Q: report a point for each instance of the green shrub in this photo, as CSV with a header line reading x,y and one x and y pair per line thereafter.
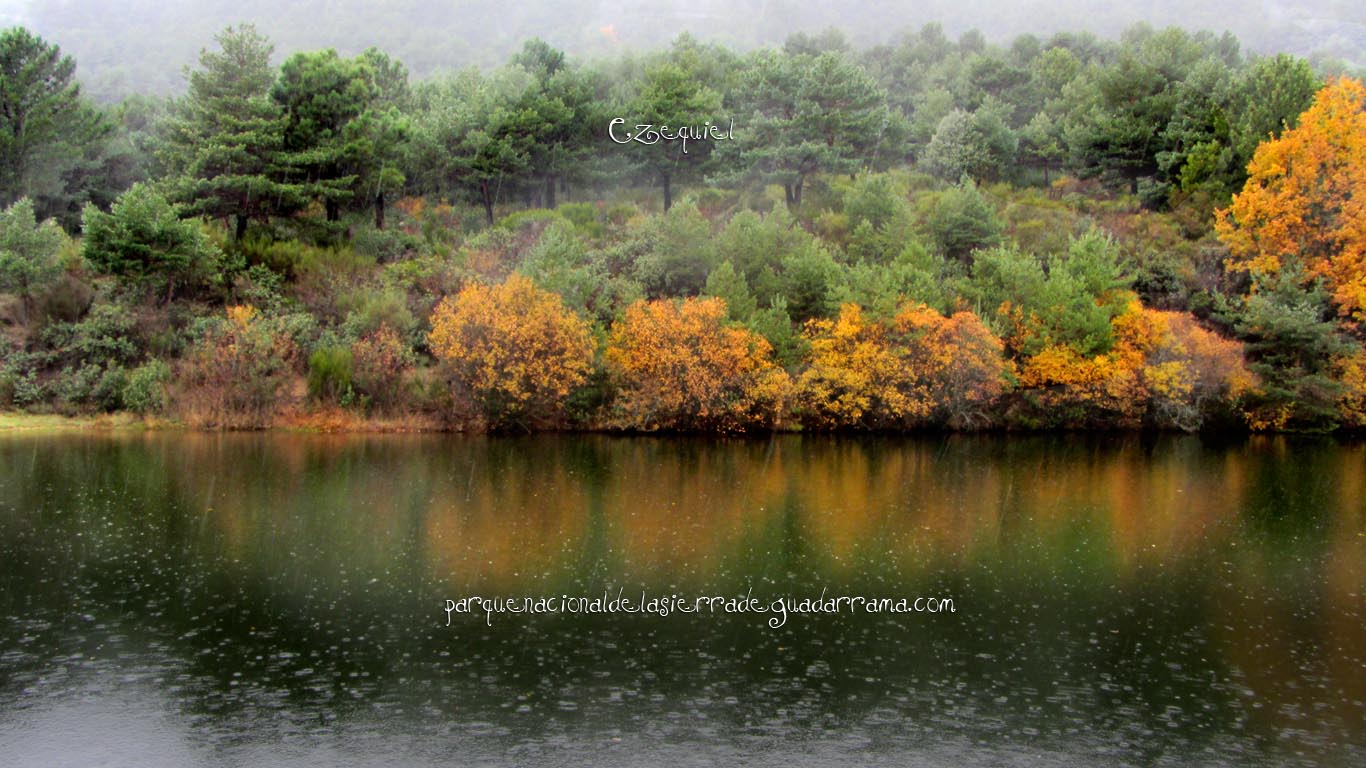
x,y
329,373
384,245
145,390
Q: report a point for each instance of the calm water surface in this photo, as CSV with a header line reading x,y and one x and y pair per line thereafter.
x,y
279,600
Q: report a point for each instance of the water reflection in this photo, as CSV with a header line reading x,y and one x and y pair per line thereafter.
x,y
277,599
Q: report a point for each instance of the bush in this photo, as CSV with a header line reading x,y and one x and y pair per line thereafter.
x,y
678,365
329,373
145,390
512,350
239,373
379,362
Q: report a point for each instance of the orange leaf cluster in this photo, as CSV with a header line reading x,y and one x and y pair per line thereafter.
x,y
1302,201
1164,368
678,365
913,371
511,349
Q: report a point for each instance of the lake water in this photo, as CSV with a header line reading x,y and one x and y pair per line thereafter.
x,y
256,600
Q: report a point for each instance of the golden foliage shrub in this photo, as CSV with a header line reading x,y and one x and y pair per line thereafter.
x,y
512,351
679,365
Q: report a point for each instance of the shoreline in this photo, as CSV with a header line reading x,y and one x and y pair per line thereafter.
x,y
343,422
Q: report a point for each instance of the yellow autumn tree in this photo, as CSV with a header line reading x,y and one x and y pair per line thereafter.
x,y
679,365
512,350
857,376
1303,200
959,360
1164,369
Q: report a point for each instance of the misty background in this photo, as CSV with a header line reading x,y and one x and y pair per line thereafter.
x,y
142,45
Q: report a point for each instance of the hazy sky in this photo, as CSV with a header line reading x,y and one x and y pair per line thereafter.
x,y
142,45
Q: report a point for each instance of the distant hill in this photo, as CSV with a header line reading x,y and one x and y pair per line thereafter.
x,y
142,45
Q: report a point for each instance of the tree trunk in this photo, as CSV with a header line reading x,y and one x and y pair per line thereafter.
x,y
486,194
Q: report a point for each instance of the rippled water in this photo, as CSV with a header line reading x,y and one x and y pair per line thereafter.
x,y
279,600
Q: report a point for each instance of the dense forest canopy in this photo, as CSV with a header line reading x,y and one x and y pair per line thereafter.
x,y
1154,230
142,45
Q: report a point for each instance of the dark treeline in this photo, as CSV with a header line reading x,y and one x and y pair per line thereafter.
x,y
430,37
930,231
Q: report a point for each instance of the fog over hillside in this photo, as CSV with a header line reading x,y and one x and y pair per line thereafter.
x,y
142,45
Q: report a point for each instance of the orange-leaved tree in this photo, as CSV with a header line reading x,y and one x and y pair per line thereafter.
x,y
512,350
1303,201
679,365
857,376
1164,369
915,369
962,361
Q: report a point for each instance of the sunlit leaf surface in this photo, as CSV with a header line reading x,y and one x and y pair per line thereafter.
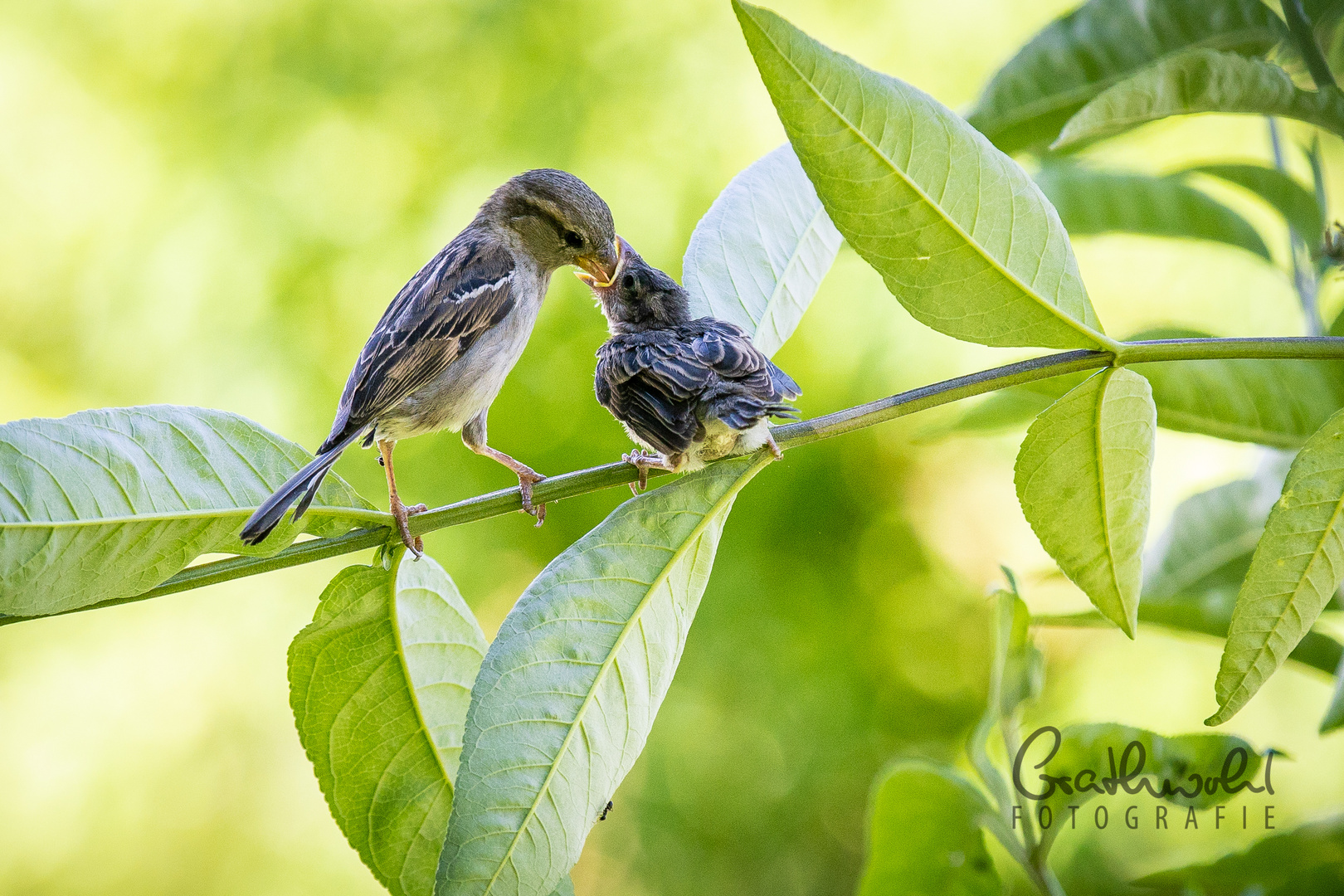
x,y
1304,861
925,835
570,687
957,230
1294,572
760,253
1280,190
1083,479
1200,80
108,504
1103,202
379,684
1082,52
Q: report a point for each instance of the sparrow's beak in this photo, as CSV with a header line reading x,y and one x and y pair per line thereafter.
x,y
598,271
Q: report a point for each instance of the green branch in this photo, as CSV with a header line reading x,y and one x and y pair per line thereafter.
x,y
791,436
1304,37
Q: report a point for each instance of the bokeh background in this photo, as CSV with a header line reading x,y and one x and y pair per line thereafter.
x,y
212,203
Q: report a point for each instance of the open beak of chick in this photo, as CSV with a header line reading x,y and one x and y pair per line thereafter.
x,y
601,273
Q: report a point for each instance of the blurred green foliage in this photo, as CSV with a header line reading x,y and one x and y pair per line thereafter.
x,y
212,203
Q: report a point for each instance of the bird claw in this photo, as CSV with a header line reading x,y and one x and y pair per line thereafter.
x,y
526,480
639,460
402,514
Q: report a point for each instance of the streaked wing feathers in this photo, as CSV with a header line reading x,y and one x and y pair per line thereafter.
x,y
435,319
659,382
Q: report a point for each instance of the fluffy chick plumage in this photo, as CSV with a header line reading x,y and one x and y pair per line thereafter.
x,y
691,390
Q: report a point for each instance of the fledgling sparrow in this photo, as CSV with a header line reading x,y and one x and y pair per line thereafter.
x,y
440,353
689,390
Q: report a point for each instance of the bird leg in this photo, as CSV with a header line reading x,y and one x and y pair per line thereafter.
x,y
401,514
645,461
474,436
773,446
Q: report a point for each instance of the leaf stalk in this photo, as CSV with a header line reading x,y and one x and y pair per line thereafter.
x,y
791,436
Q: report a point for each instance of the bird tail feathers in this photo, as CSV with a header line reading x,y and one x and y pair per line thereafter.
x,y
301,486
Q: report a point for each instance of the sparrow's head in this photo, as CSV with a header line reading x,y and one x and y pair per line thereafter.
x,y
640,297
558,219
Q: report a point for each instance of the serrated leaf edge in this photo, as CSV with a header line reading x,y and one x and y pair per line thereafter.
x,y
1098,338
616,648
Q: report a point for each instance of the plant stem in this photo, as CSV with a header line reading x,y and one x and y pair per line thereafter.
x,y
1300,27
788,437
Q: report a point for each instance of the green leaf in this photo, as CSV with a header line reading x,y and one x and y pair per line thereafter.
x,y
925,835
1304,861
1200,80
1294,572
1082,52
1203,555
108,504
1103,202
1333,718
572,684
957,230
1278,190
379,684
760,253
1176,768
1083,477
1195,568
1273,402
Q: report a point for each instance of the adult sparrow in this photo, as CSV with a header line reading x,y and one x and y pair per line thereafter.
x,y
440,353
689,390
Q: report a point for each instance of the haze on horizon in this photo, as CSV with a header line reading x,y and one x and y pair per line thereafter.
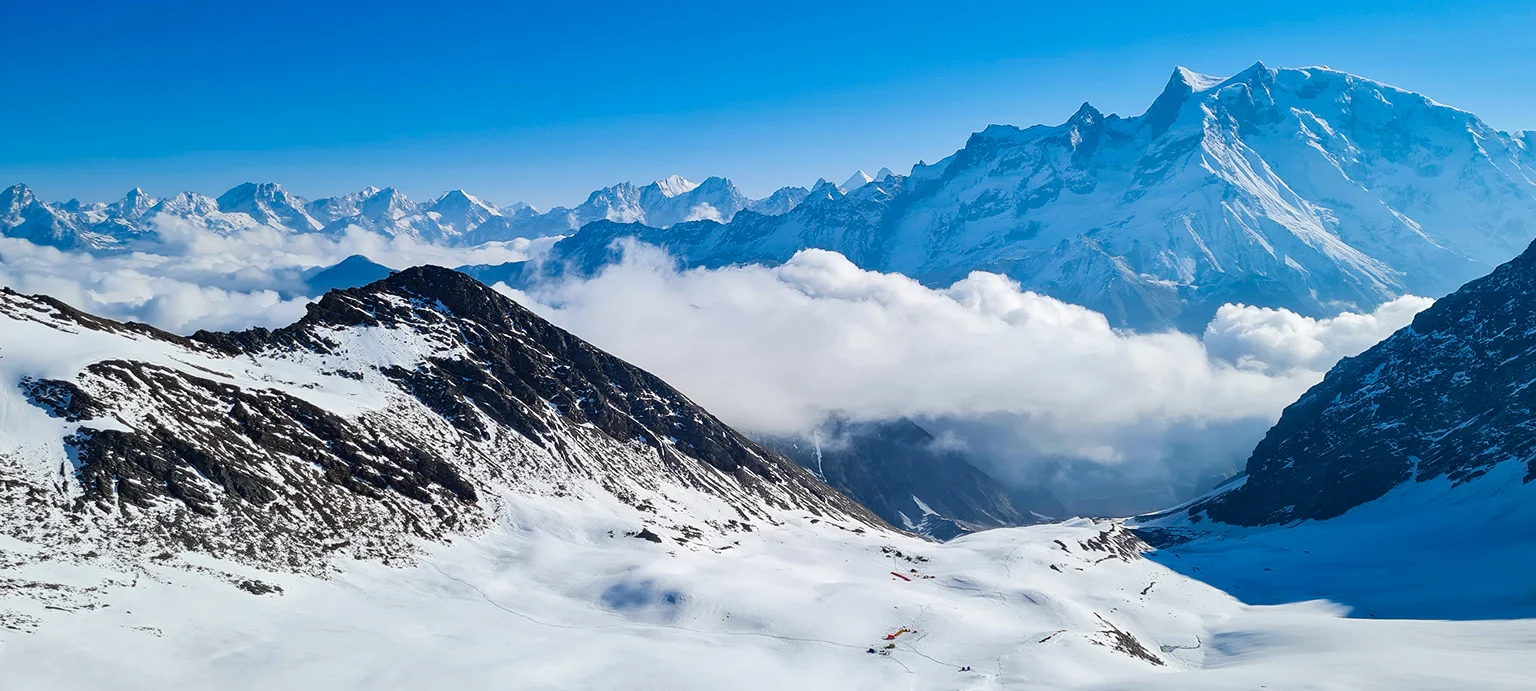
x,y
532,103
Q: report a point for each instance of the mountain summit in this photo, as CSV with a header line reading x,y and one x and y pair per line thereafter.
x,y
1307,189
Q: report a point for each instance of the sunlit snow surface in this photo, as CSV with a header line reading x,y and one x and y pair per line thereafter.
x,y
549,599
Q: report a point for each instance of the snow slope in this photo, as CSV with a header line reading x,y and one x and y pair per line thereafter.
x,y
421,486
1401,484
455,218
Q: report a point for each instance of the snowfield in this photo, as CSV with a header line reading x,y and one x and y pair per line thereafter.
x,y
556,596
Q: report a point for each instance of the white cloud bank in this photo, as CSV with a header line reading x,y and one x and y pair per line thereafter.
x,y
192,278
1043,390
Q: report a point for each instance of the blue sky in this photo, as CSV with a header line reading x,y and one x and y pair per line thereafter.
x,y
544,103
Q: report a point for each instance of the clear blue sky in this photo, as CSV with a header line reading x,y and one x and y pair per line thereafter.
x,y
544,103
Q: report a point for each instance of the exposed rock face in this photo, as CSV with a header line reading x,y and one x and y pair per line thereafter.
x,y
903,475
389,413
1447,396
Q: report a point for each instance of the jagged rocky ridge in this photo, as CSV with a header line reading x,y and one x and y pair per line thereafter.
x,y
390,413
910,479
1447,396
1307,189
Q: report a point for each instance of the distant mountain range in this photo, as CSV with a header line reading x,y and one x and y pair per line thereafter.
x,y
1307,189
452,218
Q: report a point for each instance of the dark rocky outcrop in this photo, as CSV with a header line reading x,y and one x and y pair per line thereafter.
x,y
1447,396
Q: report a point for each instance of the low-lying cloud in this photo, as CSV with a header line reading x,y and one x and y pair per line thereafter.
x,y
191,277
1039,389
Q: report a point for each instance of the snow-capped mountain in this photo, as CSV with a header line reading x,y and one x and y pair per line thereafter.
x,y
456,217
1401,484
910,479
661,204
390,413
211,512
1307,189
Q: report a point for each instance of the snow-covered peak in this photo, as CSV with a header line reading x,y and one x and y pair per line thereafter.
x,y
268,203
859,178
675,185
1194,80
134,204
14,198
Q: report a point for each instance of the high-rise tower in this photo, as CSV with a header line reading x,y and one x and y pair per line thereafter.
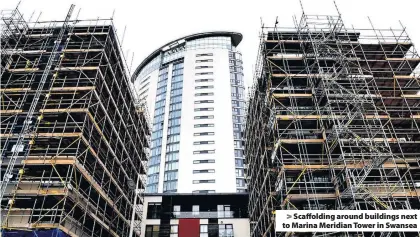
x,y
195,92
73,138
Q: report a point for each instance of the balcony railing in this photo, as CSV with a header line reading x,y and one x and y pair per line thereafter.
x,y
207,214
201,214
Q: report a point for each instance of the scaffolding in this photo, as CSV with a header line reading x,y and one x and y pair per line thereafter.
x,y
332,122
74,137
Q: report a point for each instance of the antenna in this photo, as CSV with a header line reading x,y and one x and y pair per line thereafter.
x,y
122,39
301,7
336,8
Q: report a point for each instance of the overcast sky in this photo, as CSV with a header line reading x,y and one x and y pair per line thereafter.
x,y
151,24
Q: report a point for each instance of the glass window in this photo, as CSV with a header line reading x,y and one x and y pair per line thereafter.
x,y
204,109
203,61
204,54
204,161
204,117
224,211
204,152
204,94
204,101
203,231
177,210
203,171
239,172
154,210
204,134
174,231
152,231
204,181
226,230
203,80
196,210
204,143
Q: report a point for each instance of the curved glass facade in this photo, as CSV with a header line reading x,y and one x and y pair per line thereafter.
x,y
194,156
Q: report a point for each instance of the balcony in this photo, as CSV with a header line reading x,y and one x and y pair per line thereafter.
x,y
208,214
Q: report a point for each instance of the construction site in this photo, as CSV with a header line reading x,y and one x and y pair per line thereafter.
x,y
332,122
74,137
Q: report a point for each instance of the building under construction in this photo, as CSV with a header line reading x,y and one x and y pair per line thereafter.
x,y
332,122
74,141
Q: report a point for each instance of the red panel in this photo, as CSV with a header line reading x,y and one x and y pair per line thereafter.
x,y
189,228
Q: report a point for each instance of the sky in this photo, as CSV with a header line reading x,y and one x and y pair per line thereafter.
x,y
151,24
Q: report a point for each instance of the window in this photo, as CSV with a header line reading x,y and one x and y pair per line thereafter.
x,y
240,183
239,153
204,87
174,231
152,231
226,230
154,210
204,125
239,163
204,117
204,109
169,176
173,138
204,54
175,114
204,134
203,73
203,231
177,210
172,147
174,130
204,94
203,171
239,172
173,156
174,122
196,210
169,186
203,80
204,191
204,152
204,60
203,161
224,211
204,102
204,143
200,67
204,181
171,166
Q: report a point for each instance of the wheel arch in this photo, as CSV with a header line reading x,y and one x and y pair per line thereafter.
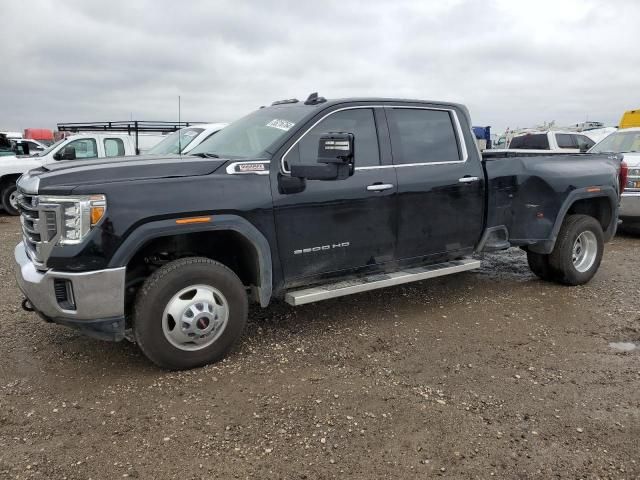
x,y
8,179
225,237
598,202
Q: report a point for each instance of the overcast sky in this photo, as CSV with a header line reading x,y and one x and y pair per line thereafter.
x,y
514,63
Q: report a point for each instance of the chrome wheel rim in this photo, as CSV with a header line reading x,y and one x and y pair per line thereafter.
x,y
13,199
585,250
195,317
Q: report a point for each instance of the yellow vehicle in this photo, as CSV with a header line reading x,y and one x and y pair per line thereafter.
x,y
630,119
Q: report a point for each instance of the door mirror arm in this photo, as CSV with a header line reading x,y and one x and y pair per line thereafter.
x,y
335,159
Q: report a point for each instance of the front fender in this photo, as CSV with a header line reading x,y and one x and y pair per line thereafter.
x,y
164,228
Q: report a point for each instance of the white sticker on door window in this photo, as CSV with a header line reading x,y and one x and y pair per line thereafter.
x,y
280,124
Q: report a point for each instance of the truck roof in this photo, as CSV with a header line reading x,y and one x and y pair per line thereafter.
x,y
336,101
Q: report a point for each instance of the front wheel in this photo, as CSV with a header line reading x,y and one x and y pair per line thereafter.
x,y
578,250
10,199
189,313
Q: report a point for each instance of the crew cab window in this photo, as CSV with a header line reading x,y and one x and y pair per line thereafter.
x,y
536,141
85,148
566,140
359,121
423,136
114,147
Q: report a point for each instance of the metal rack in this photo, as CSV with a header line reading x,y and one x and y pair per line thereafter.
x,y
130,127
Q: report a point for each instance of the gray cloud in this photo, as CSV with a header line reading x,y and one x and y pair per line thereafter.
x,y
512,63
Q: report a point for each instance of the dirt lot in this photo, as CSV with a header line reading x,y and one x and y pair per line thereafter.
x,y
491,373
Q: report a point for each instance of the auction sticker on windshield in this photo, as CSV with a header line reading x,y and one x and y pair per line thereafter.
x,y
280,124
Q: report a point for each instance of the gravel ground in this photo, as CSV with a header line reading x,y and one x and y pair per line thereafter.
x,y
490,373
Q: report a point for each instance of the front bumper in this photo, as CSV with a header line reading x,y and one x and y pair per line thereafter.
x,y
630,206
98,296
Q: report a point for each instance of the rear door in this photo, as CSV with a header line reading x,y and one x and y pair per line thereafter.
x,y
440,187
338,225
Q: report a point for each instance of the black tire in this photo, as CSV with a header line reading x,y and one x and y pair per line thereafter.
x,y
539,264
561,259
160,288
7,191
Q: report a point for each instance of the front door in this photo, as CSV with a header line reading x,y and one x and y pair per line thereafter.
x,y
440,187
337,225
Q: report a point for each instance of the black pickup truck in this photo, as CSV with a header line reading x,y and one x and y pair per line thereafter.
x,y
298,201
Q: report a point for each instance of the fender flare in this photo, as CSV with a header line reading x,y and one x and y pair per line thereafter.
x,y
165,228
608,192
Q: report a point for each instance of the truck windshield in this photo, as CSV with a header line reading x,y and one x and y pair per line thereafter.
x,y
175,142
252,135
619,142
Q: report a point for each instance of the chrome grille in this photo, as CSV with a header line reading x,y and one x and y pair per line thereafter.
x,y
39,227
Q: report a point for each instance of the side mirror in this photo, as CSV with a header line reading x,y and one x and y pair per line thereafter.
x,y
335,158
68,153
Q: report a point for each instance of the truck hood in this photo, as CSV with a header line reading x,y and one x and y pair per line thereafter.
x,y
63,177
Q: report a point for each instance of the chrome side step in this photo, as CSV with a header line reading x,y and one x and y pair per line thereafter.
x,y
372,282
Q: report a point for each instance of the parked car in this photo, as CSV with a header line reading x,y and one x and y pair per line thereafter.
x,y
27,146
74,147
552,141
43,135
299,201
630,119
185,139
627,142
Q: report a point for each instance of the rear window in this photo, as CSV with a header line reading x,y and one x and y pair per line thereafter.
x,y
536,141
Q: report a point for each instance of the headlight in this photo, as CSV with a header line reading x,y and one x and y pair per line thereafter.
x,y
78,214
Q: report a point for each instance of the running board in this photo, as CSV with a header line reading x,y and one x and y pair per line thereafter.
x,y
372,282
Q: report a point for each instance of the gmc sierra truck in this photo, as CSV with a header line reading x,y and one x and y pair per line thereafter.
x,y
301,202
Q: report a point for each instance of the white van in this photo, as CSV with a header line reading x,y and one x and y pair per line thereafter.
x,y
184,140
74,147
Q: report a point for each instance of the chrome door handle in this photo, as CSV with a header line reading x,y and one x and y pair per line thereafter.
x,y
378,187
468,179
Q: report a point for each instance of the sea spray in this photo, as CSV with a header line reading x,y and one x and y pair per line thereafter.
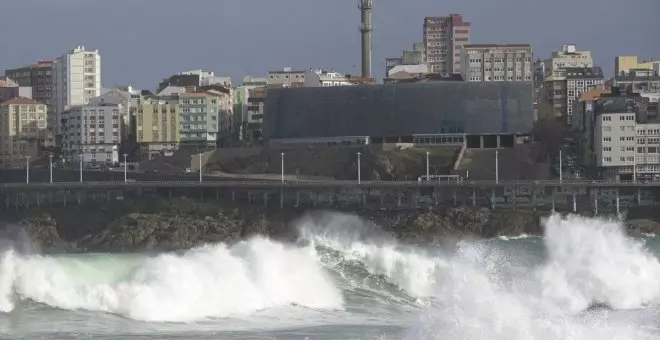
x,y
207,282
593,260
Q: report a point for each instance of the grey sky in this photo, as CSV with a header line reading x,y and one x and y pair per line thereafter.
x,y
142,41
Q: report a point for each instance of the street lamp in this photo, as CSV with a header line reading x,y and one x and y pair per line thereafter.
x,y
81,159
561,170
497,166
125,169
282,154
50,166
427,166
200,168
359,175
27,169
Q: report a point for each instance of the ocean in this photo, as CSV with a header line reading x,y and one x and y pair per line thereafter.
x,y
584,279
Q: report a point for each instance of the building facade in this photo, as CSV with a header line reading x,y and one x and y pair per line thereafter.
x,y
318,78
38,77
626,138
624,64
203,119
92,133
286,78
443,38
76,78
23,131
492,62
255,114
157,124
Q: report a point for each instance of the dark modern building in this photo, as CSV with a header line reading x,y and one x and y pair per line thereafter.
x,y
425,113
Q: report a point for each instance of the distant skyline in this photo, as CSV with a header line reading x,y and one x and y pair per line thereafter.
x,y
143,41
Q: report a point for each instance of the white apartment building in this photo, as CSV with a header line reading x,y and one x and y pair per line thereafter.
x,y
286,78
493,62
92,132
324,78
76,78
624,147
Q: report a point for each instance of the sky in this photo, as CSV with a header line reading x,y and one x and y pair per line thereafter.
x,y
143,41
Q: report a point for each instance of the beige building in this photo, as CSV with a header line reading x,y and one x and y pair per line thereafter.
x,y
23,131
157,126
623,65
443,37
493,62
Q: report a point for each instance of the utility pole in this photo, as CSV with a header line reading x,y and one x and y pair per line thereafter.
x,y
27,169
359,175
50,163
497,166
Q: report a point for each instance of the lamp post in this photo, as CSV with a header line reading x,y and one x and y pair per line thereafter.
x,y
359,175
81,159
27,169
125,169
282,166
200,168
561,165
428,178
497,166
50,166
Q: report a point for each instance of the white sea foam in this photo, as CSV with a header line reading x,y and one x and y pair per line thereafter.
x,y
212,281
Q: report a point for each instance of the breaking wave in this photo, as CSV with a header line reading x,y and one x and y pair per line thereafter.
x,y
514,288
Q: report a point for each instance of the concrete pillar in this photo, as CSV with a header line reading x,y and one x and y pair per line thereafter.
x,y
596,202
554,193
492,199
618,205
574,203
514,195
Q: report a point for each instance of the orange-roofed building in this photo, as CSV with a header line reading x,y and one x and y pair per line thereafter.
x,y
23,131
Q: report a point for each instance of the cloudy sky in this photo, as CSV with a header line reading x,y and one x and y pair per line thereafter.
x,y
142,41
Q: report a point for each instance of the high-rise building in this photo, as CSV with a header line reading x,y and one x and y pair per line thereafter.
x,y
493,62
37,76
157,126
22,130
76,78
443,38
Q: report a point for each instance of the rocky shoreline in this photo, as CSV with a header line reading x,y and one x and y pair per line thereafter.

--------------------------------------------------

(WRITTEN TASK):
Output exactly the lines above, from the one holding "Q: report a point for each instance of the concrete" through the end of the data, including the first and last.

(OUTPUT FOR THIS TASK):
Q: report a point for each instance of the concrete pillar in this photo, as CSV with a header line reading x,y and one x and y pair per line thereafter.
x,y
596,202
554,193
492,199
618,205
574,203
514,195
Q: report a point for each instance of the orange-roofed building in this photo, as CSV with a header line reading x,y and one x and y pair per line thereafter.
x,y
23,131
Q: report a point for each instance of the cloudy sky in this photo, as CSV with a header line reading x,y and one x and y pair per line thereafter.
x,y
142,41
Q: report a point for each instance of the high-rise building in this photo, as CSV with a header line reading x,y and one x and y pair per line thereafter.
x,y
493,62
37,76
157,126
22,130
76,78
443,38
Q: report a point for each instance of the rocky shoreline in this photo, as CSV with a header line reading x,y and one x and y pair per line thereafter.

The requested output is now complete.